RECORD EXCERPTS:
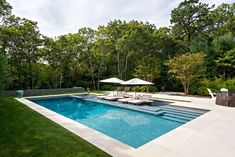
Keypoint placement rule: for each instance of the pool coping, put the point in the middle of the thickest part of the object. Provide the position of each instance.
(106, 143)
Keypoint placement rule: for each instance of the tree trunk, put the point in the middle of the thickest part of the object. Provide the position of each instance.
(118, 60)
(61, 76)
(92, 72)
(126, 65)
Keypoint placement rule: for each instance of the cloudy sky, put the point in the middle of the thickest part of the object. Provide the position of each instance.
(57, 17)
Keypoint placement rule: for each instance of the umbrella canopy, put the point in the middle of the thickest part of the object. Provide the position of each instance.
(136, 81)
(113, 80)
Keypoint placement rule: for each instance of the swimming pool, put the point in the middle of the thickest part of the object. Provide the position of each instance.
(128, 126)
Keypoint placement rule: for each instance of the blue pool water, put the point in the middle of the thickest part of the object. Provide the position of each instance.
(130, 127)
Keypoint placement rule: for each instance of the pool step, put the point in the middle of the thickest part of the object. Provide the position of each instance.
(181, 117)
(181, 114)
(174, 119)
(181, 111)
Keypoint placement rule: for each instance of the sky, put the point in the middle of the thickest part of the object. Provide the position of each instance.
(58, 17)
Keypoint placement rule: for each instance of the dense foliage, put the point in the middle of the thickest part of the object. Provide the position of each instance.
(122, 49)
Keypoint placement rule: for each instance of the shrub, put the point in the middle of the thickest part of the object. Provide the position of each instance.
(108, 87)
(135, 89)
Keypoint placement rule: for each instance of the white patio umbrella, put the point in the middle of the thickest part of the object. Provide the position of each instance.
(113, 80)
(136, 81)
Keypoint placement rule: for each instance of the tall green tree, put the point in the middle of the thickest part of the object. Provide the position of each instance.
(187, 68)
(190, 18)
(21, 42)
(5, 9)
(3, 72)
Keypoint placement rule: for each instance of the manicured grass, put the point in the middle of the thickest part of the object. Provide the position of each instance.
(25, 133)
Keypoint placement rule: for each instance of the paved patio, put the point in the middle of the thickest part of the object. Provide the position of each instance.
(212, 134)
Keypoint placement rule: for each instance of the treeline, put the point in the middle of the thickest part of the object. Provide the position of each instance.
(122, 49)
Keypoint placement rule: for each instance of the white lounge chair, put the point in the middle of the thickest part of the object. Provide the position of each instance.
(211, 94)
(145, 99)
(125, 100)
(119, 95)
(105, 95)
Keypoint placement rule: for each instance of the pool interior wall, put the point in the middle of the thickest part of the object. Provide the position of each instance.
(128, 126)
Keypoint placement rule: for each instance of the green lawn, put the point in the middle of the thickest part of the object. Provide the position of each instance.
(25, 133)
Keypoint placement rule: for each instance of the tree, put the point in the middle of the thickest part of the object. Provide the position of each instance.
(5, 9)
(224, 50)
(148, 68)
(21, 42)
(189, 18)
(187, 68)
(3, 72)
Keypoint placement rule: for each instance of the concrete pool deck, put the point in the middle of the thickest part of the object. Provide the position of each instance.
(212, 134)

YOUR GOAL: None of the pictures should appear; repeat the records exactly otherwise.

TASK RESPONSE:
Keypoint placement rule: for each instance of the pool coping, put the point in the middle of the thickest part of the object. Provide the position of each instance.
(106, 143)
Keypoint placement rule: for each instance of the tree trunk, put the point in the middle of the thickest part of the object. Provide the position of each instance.
(118, 60)
(61, 76)
(92, 72)
(126, 65)
Keypoint placement rule: for each instance of the cloudy sky, put the point in the middle of the thickest part of the object. Provide the position of each instance.
(57, 17)
Keypoint placement rule: for each instance of the umbrella canopy, put the point in the middle of the thickest part of the object. Provide the position of each instance.
(136, 81)
(113, 80)
Keypoint placement rule: for each instance of the swimming pool, put the point in the middle of the thickest part of the object. Provide the position of each instance.
(128, 126)
Keypoint placement rule: for each instance of the blue pool water, put the point in the middle of the thickest part of the object. Provide the position of each instance.
(130, 127)
Keypoint placement rule: for each instance of the pool step, put the point in the middle of the thickest part of the object. Provide the position of each instance.
(181, 117)
(181, 114)
(174, 119)
(181, 111)
Keypoint placement rule: for each instance of the sky, put the point in the middle of the thickest part of the object. Provide the position of each instance.
(58, 17)
Keypoint placement rule: for each instance of the dense foliage, put the point in the middle of the thickest part of the object. Provide the position of each instance.
(122, 49)
Keypoint placement rule: for each instance of the shrub, put the point in the middle of the thickest part of the object. Provide the position of each instance.
(108, 87)
(135, 89)
Keypoint placement rule: for each instance of the white patio umbrella, put the point in the middle of the thickest part of the object. Provide the position of each instance.
(113, 80)
(136, 81)
Keypoint placement rule: for each instance of the tall green tree, put the point in the middle of the thickest part of the object. Provide the position of each instance.
(187, 68)
(190, 18)
(21, 42)
(5, 9)
(3, 72)
Keypoint placement rule: for each instance of the manicured grass, put the point in the middle of the thickest part of the object. Provide the position of each instance.
(25, 133)
Keypoint placement rule: for each instance of the paved patio, put the point in the middle of the thickest part of the object. Provide the position of each instance.
(212, 134)
Keypoint placement rule: for each instance of the treeline, put the point in the middle of the thickest part of the object. Provide the position of each instance.
(122, 49)
Keypoint placement rule: for each instance of the white lounge chair, put the point in the middle of the thickest part of the object. Provide the position of each instance.
(211, 94)
(145, 99)
(125, 100)
(119, 95)
(105, 95)
Keypoint placement rule: for each instance of the pool interior wall, put the point in the middle of the thickest part of the object. Provide the position of each instance.
(128, 126)
Keypoint placement rule: for each instance of the green lawn, put the point in the middle of the thickest part of the object. Provide the position of each instance.
(25, 133)
Keypoint placement rule: for each instance of the tree, put the point in the middle of the thickest part of the object. Provide the position of each instance.
(5, 9)
(224, 50)
(148, 68)
(21, 42)
(189, 18)
(187, 68)
(3, 72)
Keypoint placement rule: for each instance of the concrete pool deck, put the point in the middle of the thickest part of the object. Provide the position of each instance.
(212, 134)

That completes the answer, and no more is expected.